Start of PROVIDED RECORDS

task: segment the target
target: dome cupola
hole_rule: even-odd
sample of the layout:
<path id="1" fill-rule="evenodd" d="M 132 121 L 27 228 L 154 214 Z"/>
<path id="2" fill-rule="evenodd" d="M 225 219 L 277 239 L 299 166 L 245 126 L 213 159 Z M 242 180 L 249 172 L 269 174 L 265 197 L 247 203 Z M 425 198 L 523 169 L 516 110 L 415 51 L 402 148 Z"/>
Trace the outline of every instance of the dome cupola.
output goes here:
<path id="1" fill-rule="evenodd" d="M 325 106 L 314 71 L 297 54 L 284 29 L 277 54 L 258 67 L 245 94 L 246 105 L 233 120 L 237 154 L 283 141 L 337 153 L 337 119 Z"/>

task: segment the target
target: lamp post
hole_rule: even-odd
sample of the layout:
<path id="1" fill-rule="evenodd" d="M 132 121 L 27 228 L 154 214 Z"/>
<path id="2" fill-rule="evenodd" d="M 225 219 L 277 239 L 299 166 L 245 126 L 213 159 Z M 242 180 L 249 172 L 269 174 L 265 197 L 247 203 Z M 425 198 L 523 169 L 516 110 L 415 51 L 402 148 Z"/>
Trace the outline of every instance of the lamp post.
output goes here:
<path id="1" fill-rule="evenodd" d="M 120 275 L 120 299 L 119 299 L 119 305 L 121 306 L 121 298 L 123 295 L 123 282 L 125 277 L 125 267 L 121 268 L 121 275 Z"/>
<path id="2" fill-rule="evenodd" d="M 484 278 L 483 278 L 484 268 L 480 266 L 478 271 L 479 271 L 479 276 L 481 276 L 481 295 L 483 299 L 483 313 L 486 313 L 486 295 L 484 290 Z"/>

End of PROVIDED RECORDS

_GIVEN EXERCISE_
Can you reproduce, character for character, the lines running from the start of the records through the line that contains "325 106 L 314", including both ends?

_COMPLETE ANSWER_
task: segment the target
target: dome cupola
hole_rule: even-odd
sample of the layout:
<path id="1" fill-rule="evenodd" d="M 132 121 L 27 228 L 154 214 Z"/>
<path id="2" fill-rule="evenodd" d="M 225 219 L 277 239 L 299 166 L 245 126 L 213 159 Z M 242 180 L 249 172 L 269 174 L 265 197 L 247 203 Z M 425 198 L 523 169 L 516 110 L 415 51 L 402 148 Z"/>
Trace the outline of every instance of the dome cupola.
output goes here:
<path id="1" fill-rule="evenodd" d="M 325 106 L 314 71 L 297 54 L 284 29 L 277 54 L 258 67 L 245 94 L 246 105 L 233 120 L 237 154 L 283 141 L 337 153 L 337 119 Z"/>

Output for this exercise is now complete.